[TASK TO CARRY OUT]
Quote every line of the listing below word for word.

[THE INPUT]
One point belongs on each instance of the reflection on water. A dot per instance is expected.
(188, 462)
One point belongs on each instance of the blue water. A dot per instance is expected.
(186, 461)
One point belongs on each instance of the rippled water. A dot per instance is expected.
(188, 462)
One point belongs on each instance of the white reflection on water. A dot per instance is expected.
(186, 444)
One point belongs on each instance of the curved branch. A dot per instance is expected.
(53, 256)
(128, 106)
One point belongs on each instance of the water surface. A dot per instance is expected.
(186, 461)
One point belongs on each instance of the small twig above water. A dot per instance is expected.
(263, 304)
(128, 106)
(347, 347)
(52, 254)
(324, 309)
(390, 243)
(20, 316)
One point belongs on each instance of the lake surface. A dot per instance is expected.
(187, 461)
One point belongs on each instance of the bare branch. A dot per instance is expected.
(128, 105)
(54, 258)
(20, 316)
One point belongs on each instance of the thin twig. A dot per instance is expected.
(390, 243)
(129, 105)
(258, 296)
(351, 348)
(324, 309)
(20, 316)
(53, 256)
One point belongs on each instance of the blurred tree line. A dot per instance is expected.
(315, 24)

[RESULT OF THE EXERCISE]
One point belongs on each instance of the reflection on water. A dot per instance is expected.
(188, 462)
One point belongs on each instance of the blue water. A dot per instance is expected.
(186, 461)
One point belongs on each instance of the rippled water. A dot per instance is expected.
(188, 462)
One point belongs on each instance of the white reflection on water. A dot per instance is expected.
(186, 444)
One point belongs on each instance of the curved branch. A dot per instance is expected.
(53, 256)
(128, 106)
One point belongs on each instance of the water surface. A dot per instance is expected.
(186, 461)
One point belongs on each instance of the small twig above water. A dot per instance is expected.
(263, 304)
(128, 106)
(347, 347)
(52, 254)
(324, 309)
(390, 243)
(20, 316)
One point belongs on each instance of the lake surface. A dot per instance is expected.
(187, 461)
One point belongs on each instance of the bare branch. A dot per instance is expected.
(128, 105)
(54, 258)
(20, 316)
One point belongs on each instance of the thin twig. A dot per instance is expected.
(390, 243)
(129, 105)
(258, 296)
(351, 348)
(324, 309)
(20, 316)
(53, 256)
One point belongs on each instance of the blurred tree line. A dot per instance is expected.
(315, 24)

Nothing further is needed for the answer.